■ EXCERPT PROVIDED
------------------------------
# WPA2 Win XP hotfix.



## cliffhucker (Feb 9, 2006)

0PM
WPA2 Win XP hotfix.

I cannot get my desktop to connect wirelessly but I can get my laptop to connect.I am however able to connect to my neighbors wireless network with my desktop.(unsecured)

I have my Linksys WRTG54GL (DD-WRT) wireless security set to WPA-2personal AES.

I installed the Windows hotfix for WPA2 to my laptop and my windows wireless GUI sees the network as a "Security-enabled wireless network (WPA)"

I also installed the hotfix to my desktop but it does not see it as my laptop does. It only says: "Security-enabled wireless network". And when I try to connect to it I get the error message: "Windows is unable to connect to the selected network. The network may no longer be in range. Refresh the list of available networks, and try to connect again."

And when I go to manually add the network it does not give me the choice for WPA2 in the drop down.

I have also tried changing the router channel fom 6 to 11 and also 1 but no luck.

[edit]I am able to connect my desktop through my router wired.

Any help is greatly appreciated,

TIA


----------



## johnwill (Sep 26, 2002)
------------------------------
■ EXTRACTED RECORDS
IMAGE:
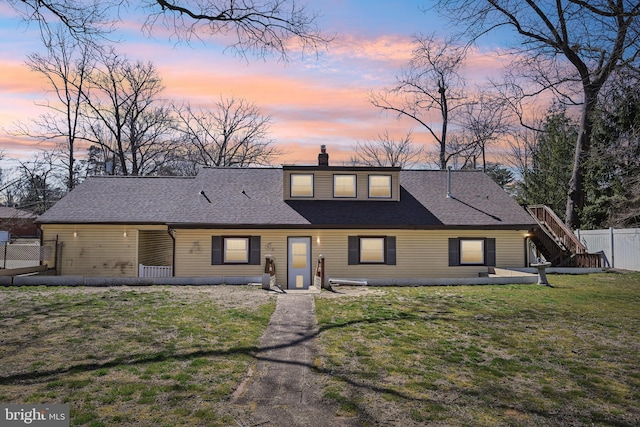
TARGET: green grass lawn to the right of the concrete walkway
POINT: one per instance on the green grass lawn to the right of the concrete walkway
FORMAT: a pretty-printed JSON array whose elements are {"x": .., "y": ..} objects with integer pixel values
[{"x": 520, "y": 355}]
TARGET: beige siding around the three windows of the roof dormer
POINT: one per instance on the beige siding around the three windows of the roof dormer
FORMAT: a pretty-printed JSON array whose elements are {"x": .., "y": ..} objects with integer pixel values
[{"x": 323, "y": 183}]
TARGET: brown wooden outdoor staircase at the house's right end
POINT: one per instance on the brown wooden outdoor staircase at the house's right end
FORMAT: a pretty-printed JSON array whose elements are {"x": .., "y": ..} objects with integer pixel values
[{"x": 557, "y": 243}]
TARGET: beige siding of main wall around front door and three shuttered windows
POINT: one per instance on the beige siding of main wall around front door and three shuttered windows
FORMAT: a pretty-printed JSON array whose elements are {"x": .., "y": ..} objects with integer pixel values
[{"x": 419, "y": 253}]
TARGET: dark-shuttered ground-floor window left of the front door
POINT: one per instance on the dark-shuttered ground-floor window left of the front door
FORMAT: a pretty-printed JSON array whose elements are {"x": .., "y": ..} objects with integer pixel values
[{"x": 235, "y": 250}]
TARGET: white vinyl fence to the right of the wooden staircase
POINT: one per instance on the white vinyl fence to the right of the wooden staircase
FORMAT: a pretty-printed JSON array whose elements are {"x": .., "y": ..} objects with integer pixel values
------------------------------
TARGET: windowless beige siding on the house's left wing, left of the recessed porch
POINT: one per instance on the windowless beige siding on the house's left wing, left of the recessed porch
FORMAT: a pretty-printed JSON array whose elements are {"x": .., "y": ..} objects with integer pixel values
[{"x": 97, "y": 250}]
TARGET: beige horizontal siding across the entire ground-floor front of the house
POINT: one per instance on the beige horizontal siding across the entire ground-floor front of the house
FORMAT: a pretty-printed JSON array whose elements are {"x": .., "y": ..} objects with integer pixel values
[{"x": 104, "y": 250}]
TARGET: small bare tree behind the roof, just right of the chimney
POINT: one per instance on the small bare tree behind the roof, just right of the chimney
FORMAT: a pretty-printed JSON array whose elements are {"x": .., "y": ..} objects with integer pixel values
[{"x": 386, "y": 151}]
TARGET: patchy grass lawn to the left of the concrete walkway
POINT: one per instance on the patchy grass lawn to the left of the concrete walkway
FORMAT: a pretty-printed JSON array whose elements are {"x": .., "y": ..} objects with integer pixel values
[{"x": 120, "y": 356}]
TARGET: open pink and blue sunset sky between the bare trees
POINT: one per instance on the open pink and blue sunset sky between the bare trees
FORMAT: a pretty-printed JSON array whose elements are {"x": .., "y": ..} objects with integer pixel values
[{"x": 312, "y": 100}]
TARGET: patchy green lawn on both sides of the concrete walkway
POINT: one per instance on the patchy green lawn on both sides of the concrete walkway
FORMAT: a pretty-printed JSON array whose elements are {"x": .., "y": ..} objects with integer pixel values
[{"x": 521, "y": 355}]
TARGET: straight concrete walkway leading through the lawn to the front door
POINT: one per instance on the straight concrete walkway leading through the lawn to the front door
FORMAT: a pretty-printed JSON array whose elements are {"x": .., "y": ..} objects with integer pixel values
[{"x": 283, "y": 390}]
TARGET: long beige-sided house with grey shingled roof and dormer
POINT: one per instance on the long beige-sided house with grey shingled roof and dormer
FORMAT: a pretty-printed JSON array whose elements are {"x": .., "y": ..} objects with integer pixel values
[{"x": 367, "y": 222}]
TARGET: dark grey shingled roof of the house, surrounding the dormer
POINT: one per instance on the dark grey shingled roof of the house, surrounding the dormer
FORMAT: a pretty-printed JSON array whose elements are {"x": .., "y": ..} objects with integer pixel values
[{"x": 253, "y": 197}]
------------------------------
■ USING THE INFORMATION
a – In the WPA2 hotfix thread, duplicate the passage starting with "# WPA2 Win XP" and going on through "with my desktop.(unsecured)".
b – In the WPA2 hotfix thread, what wireless security setting is the Linksys router using?

■ ANSWERS FOR EACH ITEM
a –
# WPA2 Win XP hotfix.



## cliffhucker (Feb 9, 2006)

0PM
WPA2 Win XP hotfix.

I cannot get my desktop to connect wirelessly but I can get my laptop to connect.I am however able to connect to my neighbors wireless network with my desktop.(unsecured)

b – WPA-2 personal AES.